[EXCERPT — start]
South Africa’s high court orders former president Zuma back to jail

JOHANNESBURG (Reuters) -South Africa’s high court ordered former President Jacob Zuma to return to jail, after setting aside an earlier decision to release him on medical parole, a court judgment showed on Wednesday.

The 79-year old began medical parole in September, and is serving a 15-month sentence for contempt of court, after he ignored instructions to participate in a corruption inquiry.

In the same month, South Africa’s top court dismissed a bid by Zuma to overturn the sentence.

The legal processes against him for alleged corruption during his nine-year reign are widely viewed as a test of post-apartheid South Africa’s ability to enforce the rule of law, particularly against powerful, well-connected people.

Zuma handed himself in on July 7 to begin his prison sentence, triggering the worst violence South Africa had seen in years as his angry supporters took to the streets.

The protests widened into looting and an outpouring of anger over the hardship and inequality that persist in South Africa 27 years after the end of apartheid. More than 300 people were killed and thousands of businesses were pillaged and razed.

Zuma’s legal team are appealing the latest court ruling, as is the country’s prisons department.

“The judgment is clearly wrong & there are strong prospects that a higher court will come to a totally different conclusion,” Zuma’s charitable foundation wrote on Twitter.

The Department of Correctional Services said in a statement that it would elaborate on its grounds for appeal at a later date.

Zuma’s presidency between 2009-2018 was marred by widespread allegations of graft and wrongdoing, and he faces a separate corruption trial linked to his sacking as deputy president in 2005 when he was implicated in a $2 billion government arms deal.

That trial against Zuma, which has been held up for many years, on multiple charges including corruption, racketeering and money laundering, is expected to continue next year.

He denies wrongdoing in all cases and say he is the victim of a political witchhunt meant to marginalise his faction within the ruling African National Congress. The party said only that it noted the judgment.
[EXCERPT — finish]
GOAL OF THE EXERCISE: Which charges against Zuma in his separate, long-delayed trial does the Zuma report name? The lines after this point have no connection to the Zuma report.
[EXERCISE DATA — start]
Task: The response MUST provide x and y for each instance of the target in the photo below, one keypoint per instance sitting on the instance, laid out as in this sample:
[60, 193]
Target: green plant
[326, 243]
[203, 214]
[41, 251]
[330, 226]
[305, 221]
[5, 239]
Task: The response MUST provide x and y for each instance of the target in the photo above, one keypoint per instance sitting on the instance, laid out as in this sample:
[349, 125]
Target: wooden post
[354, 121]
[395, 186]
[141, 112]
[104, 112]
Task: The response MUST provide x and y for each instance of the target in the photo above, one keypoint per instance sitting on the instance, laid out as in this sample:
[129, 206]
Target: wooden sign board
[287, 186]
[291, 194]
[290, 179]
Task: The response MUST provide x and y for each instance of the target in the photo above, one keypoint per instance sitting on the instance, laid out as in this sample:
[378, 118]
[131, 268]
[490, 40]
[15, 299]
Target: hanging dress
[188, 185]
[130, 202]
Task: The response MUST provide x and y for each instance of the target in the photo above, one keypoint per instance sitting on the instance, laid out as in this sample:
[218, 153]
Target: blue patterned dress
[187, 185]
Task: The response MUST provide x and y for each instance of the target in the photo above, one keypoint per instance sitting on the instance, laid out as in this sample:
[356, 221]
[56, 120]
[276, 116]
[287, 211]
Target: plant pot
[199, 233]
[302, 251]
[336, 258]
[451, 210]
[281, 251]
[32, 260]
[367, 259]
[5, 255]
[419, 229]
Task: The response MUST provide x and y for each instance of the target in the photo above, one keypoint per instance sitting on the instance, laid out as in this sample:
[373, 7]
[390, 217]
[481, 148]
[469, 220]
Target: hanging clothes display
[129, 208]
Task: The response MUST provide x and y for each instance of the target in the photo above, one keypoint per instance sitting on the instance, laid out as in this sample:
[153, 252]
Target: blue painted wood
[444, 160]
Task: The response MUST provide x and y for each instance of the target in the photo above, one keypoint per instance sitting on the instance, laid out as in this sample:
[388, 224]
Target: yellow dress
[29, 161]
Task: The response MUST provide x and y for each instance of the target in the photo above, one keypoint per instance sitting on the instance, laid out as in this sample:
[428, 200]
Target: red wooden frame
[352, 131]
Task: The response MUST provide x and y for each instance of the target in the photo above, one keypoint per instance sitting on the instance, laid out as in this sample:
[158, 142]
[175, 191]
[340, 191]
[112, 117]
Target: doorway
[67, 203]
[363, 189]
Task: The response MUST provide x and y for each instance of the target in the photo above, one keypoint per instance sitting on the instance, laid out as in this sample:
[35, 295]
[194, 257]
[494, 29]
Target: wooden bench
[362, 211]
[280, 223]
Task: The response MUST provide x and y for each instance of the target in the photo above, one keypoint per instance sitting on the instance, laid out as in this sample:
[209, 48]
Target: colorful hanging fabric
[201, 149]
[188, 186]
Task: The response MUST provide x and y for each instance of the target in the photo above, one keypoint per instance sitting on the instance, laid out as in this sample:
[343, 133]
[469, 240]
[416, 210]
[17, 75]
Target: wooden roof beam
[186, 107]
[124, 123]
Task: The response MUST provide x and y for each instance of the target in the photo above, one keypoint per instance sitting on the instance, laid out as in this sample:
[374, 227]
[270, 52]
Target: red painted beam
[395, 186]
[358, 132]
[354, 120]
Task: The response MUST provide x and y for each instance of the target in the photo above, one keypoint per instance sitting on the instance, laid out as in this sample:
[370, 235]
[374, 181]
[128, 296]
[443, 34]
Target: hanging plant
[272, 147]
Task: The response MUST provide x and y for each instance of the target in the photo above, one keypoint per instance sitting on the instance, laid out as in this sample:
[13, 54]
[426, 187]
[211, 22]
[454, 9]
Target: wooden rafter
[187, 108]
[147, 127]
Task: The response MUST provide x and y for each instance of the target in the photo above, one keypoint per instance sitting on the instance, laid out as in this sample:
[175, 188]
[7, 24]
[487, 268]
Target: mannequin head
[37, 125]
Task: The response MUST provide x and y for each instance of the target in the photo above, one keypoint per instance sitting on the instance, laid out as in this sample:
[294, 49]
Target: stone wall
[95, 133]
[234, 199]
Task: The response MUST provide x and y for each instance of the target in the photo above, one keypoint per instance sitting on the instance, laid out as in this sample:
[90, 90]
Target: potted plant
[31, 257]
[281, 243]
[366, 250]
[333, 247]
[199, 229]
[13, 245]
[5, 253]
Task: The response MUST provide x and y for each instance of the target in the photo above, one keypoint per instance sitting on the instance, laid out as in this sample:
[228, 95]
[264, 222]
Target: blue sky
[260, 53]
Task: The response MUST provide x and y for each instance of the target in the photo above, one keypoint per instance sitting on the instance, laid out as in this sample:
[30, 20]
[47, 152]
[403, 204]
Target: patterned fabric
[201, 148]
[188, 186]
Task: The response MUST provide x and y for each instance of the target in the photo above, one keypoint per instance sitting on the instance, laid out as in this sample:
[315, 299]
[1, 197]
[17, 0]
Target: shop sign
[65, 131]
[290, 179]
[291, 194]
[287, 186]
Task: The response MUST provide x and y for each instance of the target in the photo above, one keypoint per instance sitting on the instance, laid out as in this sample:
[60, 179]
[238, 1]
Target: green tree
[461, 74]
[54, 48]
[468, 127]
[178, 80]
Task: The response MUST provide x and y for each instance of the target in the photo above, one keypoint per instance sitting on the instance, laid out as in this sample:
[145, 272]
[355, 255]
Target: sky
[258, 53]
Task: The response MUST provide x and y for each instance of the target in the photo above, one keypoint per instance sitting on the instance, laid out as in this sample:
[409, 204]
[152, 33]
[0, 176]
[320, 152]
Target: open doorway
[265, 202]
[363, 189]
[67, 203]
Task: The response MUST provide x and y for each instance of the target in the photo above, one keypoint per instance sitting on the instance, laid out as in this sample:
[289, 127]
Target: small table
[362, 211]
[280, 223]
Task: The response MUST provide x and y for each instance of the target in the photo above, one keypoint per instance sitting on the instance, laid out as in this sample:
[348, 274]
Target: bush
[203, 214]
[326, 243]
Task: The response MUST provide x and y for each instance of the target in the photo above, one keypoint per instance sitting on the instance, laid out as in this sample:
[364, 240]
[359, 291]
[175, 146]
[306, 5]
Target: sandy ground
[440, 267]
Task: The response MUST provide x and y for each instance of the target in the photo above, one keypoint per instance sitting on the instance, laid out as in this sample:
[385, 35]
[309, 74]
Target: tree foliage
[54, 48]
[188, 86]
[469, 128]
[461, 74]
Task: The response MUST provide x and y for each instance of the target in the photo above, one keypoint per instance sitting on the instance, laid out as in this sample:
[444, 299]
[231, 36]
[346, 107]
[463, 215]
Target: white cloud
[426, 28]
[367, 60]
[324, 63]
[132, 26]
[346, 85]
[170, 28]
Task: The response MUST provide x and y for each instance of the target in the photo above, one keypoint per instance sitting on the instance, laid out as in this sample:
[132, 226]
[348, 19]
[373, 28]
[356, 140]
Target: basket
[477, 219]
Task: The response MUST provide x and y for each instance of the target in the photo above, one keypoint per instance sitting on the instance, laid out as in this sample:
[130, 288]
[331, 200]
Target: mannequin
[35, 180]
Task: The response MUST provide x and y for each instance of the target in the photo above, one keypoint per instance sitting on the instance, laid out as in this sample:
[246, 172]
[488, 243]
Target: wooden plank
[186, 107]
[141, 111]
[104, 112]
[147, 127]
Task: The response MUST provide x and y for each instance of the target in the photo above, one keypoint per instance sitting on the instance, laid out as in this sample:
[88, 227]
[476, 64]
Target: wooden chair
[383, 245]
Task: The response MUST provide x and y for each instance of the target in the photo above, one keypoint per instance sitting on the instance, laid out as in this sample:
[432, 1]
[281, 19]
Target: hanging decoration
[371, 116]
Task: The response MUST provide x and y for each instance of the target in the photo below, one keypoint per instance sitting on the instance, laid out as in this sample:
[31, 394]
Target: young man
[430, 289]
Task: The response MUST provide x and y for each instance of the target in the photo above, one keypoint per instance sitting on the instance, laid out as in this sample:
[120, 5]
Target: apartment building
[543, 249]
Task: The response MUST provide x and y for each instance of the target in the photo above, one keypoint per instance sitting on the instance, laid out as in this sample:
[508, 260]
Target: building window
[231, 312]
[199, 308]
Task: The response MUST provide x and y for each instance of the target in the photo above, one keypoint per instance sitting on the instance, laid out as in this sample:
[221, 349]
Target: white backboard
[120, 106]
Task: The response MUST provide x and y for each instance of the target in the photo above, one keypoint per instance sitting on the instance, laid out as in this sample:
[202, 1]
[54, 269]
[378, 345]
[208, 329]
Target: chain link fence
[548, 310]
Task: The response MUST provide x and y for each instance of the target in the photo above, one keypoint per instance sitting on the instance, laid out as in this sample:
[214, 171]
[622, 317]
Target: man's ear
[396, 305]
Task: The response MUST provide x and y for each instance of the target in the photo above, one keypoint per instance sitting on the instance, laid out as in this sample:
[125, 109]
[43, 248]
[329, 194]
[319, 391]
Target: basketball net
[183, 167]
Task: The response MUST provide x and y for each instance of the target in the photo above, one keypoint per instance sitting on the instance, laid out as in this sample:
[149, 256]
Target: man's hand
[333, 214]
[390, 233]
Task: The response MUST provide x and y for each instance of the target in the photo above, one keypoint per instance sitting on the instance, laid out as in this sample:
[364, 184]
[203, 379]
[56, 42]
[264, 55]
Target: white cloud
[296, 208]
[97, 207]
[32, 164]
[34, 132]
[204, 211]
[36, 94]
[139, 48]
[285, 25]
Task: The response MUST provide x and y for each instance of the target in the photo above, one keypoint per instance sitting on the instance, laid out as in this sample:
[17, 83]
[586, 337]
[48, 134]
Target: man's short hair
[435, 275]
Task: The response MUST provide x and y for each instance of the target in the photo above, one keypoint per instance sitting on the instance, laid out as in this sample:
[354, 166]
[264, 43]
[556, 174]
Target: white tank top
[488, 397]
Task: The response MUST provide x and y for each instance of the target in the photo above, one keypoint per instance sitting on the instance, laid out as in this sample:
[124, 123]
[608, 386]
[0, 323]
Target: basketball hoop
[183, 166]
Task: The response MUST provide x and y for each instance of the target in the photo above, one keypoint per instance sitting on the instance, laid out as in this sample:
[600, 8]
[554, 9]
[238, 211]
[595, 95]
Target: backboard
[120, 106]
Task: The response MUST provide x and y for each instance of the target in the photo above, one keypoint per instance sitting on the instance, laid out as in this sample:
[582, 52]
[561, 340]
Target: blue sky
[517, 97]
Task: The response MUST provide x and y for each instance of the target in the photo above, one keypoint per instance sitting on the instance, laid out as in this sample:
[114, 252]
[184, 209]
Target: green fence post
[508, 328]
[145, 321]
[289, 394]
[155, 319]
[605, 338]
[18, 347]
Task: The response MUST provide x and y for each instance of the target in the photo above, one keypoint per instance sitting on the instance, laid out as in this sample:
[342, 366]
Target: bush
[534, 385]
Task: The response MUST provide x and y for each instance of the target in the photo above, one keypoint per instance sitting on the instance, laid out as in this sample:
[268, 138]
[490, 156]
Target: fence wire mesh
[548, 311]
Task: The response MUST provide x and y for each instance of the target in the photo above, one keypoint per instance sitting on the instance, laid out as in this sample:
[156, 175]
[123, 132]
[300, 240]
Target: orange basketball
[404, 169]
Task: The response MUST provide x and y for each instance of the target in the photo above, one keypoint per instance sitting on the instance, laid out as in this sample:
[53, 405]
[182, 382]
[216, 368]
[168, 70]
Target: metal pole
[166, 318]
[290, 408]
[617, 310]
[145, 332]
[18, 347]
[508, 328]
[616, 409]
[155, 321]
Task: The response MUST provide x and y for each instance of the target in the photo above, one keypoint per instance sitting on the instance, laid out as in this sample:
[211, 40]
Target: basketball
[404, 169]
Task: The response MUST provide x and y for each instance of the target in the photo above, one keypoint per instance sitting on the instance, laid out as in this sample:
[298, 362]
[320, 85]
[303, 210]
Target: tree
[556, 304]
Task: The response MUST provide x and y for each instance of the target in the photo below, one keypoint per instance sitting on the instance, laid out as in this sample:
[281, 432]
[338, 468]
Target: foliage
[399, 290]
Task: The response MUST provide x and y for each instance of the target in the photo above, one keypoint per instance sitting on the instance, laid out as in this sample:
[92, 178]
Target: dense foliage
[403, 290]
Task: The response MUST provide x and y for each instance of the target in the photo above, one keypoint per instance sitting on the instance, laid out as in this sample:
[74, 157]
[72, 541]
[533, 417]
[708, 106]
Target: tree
[EXERCISE DATA — finish]
OUTPUT: Corruption, racketeering, and money laundering.